• [Stated task 1]: Return the records that come after the campus plan text, word for word and line for line, but leave the pictures out.

• [Document segment]:
** Begin **

In the last post I shared a picture of campus in the 1930’s and promised that I would address a master plan created in the late 1920’s and known as the Wabash Plan.

This plan was created by the architect who designed the Pioneer Chapel and Goodrich Hall on the Wabash campus, Jens Frederick Larson. As the college architect, Larson created a plan that turned the campus 180 degrees. The Chapel was the first bulding in the new plan and would serve to turn the focus from the “Old Row” of Yandes (now Detchon), Peck (where Hays Hall is now), Center Hall and South Hall (where Baxter is now). The campus was built, originally, to face onto Grant Street. With the coming of the Chapel, that focus changed and the Mall became the lawn of campus.

Larson’s plan created a series of quadrangles on campus. In the drawing above, existing buildings are in black and proposed buildings or new expansions are crosshatched. Here is a rundown of the drawing numbered clockwise, starting with Yandes Library (Detchon Hall).

1 Yandes Library was to become an expanded library combined with a student union by the addition of two wings. Each wing resembled a slightly smaller Goodrich Hall.

2 Peck Hall which was torn down two decades later and replaced with Waugh Hall.

3 Proposed languages academic building.

4 Center Hall’s proposed change was the addition of a steeple which, according to Larson, was envisioned when Center was built. Due to a perennial lack of funds as Center was built and the College never completed the steeple.

5  South Hall, the oldest building built here, was to stay the same, with some sprucing up of the interior.

6 Proposed social sciences building

You will note that the changes proposed for the east campus included the addition of two academic buildings at right angles to Peck and South Halls. This formed a quadrangle, one of three Larson envisioned in his campus plan.

7 Pioneer Chapel which was designed by Larson and is still the same as it was when built.

8 The Chapel was to serve as the anchor for the dormitory quad, which was to be built on a portion of the athletic fields. Three new buildings were to be added south of the Chapel.

9 A hall for the sciences was placed on the new mall and that became Goodrich Hall. This is the only other Larson building actually constructed on campus.

10 The Gymnasium was to stay the same.

** End **

• [Stated task 2]: Do these statements agree with the Wabash Plan text? (a) The campus was first built to face onto Grant Street. (b) Larson's plan called for South Hall to be torn down. (c) Goodrich Hall was the only Larson building besides the Chapel that was actually built on campus. Give yes or no for each, with the text's deciding words in quotation marks.

• [The records]:
** Begin **

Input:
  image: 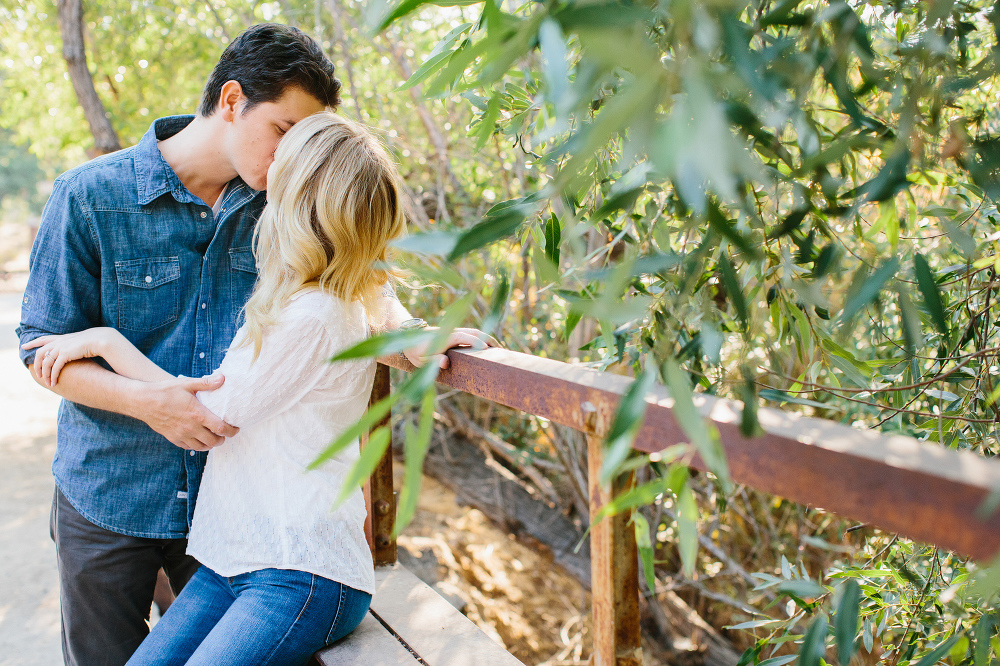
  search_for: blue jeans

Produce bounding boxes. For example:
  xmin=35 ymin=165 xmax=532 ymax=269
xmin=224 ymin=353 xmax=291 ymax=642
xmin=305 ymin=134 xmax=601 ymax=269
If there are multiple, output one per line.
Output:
xmin=127 ymin=566 xmax=372 ymax=666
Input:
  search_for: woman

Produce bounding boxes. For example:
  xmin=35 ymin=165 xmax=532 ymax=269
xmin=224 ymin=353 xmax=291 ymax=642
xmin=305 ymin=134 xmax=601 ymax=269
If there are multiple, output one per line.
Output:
xmin=25 ymin=113 xmax=405 ymax=666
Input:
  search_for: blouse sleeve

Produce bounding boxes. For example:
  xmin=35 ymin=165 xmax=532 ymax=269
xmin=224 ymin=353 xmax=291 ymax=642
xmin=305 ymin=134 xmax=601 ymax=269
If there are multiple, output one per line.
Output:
xmin=198 ymin=308 xmax=352 ymax=428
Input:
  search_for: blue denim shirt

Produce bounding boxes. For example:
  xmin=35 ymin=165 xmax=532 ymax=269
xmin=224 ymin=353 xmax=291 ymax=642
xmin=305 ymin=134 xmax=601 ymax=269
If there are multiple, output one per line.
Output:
xmin=18 ymin=116 xmax=265 ymax=538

** End **

• [Task result 1]:
Input:
  image: 
  search_for: blue jeans

Produce bounding boxes. For example:
  xmin=35 ymin=165 xmax=532 ymax=269
xmin=224 ymin=353 xmax=291 ymax=642
xmin=305 ymin=134 xmax=601 ymax=269
If there are multiple, output one per line.
Output:
xmin=127 ymin=566 xmax=372 ymax=666
Input:
  search_for: woman

Produce bounding boxes. For example:
  xmin=35 ymin=165 xmax=532 ymax=269
xmin=224 ymin=353 xmax=291 ymax=642
xmin=305 ymin=134 xmax=601 ymax=269
If there are multiple, output one per line.
Output:
xmin=25 ymin=113 xmax=405 ymax=666
Input:
  search_for: blouse sleeve

Produce bounding boxes. For example:
  xmin=35 ymin=165 xmax=532 ymax=269
xmin=224 ymin=353 xmax=291 ymax=642
xmin=305 ymin=134 xmax=601 ymax=269
If there are multiple, output one per line.
Output:
xmin=198 ymin=308 xmax=352 ymax=428
Input:
  search_for: blue denim shirt

Produce bounding boxes. For example:
  xmin=35 ymin=165 xmax=532 ymax=269
xmin=224 ymin=353 xmax=291 ymax=642
xmin=305 ymin=134 xmax=601 ymax=269
If there are multiple, output one per line.
Output:
xmin=18 ymin=116 xmax=265 ymax=538

• [Task result 2]:
(a) Yes: "The campus was built, originally, to face onto Grant Street."
(b) No: "South Hall, the oldest building built here, was to stay the same, with some sprucing up of the interior."
(c) Yes: "This is the only other Larson building actually constructed on campus."